§ **What you will do**
Repeat the data in full. Drop every picture.

[Records from a dataset]
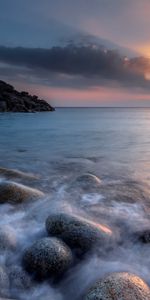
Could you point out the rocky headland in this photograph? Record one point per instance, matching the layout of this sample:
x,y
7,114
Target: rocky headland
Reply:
x,y
14,101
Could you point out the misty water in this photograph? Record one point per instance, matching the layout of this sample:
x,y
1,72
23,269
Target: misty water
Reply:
x,y
111,143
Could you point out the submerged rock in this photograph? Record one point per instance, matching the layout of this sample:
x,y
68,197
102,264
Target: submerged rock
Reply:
x,y
11,173
48,257
11,192
8,240
14,101
4,283
143,236
119,286
19,279
86,182
77,232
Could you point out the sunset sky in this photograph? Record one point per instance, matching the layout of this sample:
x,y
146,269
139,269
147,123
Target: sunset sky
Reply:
x,y
82,70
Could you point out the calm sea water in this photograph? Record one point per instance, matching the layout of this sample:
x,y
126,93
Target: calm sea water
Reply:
x,y
111,143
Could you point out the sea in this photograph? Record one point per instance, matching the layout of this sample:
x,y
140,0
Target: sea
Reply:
x,y
60,148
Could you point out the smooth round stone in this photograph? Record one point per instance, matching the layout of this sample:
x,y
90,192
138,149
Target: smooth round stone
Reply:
x,y
77,232
12,173
48,257
4,283
87,181
19,279
119,286
143,236
14,193
8,240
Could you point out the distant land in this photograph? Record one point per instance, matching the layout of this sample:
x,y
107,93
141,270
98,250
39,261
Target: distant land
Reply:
x,y
14,101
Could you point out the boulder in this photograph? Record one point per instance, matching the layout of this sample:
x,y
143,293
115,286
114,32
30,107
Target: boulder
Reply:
x,y
8,240
77,232
47,258
14,193
86,182
12,173
14,101
19,279
4,283
119,286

§ **Exercise answer**
Could you point out the rocky headland in this photograph? Record one point per instance, matching the layout of this sample:
x,y
7,114
Target: rocky headland
Reply:
x,y
14,101
Could you point out the misty water in this photograph? Record one point per instance, matching the layout of this sample:
x,y
1,72
23,269
Target: misty water
Reply:
x,y
111,143
Could you point out the submerged rock in this photograph? Record one point per instance, matching the layout of this sample:
x,y
68,197
102,264
Target: submerged rock
Reply:
x,y
11,173
48,257
11,192
8,240
14,101
4,283
143,236
119,286
19,279
86,182
77,232
Could you point out the sunset sky in this photograph? Record one point per instance, matching the layout of this sample:
x,y
146,269
139,269
147,123
Target: sunset sky
Reply:
x,y
82,70
Could you point out the calm sea water in this photograph? Record one point per instance, matching the layout of this sample:
x,y
126,93
Target: calm sea water
Reply:
x,y
111,143
Could you point out the sea in this photograph? Record one point per instance, matching the layout of this sample:
x,y
140,0
Target: sea
Reply:
x,y
60,148
Could you point out the smooth round stone in this photograph? Record one point per instance, matching the layout of this sample:
x,y
90,192
138,149
Target: smooth round stone
Reply:
x,y
77,232
12,173
48,257
4,283
87,181
19,279
119,286
143,236
14,193
8,240
Could you point out the distant land in this photograph? Record one point per instance, matching the layout of this sample:
x,y
107,93
141,270
98,250
39,261
Target: distant land
Reply:
x,y
14,101
Could you point out the boulder in this photograph? Record one point per instance, matching the layout of this sample:
x,y
143,293
115,286
114,32
30,107
Target: boulder
Reply:
x,y
8,240
77,232
47,258
14,193
86,182
12,173
14,101
19,279
4,283
119,286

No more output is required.